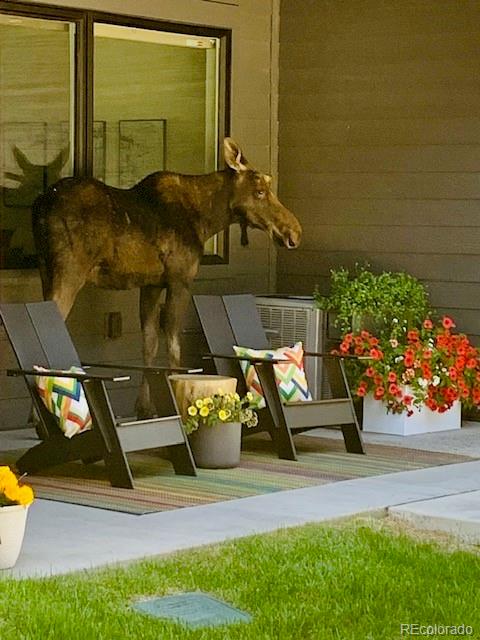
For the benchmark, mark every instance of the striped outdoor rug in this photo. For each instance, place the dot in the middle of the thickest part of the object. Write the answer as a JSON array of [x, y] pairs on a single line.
[[157, 488]]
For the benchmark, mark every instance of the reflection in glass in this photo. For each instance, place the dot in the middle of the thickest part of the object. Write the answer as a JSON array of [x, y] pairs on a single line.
[[166, 114], [36, 124]]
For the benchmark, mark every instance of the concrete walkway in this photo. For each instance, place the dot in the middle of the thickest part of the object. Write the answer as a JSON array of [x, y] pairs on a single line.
[[62, 537]]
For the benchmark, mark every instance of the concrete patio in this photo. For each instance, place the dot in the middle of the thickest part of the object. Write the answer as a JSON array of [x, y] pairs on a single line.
[[64, 537]]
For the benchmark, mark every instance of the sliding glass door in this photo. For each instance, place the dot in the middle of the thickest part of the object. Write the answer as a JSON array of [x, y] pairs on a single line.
[[83, 95], [36, 123]]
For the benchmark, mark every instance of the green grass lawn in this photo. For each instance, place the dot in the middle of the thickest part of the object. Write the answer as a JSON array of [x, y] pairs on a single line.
[[358, 580]]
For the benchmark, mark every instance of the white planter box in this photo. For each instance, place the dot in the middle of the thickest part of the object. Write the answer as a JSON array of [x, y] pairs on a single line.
[[424, 420]]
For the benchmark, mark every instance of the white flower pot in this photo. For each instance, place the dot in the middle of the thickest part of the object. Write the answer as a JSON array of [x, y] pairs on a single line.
[[376, 419], [12, 530], [217, 447]]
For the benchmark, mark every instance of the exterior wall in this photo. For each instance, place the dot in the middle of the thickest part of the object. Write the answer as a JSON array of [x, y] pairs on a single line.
[[379, 146], [253, 125]]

▶ _Stated task_
Reproduce each of the rows above verbatim, omitting the pictures.

▶ _Exercise result_
For the benchmark, mark every instance of the striped outdoor rug in this photo. For each instance, place the dot in the middle of the thickest part of the object. Write the answer as a JSON array of [x, y] pairs on a single line.
[[157, 488]]
For the benchmark, mark every instance of the reflection in glass in this photo. For each instance, place the dot in the middle of the thickest part of the object. Write the answer as a JSON array of [x, y] pairs on a single line.
[[166, 114], [36, 124]]
For the benchmark, mark every instance of the concrete walkway in this photo. For each instance, place the dot in the middle of the thickest part of the object. Write the answer as a JSON array of [x, y] pairs on a single line.
[[62, 537]]
For the benchmark, mark every instance of the concrete patio in this photo. For each instance, place the dot in the middle of the thickest part of the object. Write the answer as a JSON array of [x, y] pairs on a single line.
[[64, 537]]
For the benchmark, mark every instance of the sliding glass door in this photo. For each instance, place the dot in the middle of the thickest part of the object. Write the answer as a JSON array of [x, y] pairs on a single line.
[[83, 95], [36, 123]]
For the benchmark, mark every instance of the green grass lawn in this photo. For each instance, place the dot in the middle of the thickest part of the object. Write the answer as a JSON array of [x, y] pairs on a single line.
[[358, 580]]
For the benchmark, mark every instance of the white planter box in this photo. For each instance, place the dot in the middle of the thickest part of the object. Write the answer as a JSON array of [x, y] pairs on a single line.
[[424, 420]]
For the benchmark, mark every instance of the white flower pot in this photo. For each instance, place the dot in the middle of the thickest part of the object. Write the answer as a JSON array of [x, y] pairs on a single line.
[[376, 419], [12, 530], [217, 447]]
For the benchmark, mark every instance of the exterior wall in this photo. For each instance, place the dot in the middle of the thickest part of the object. Write the answer as a JSON array of [x, y] pairs on a single line.
[[379, 146], [253, 125]]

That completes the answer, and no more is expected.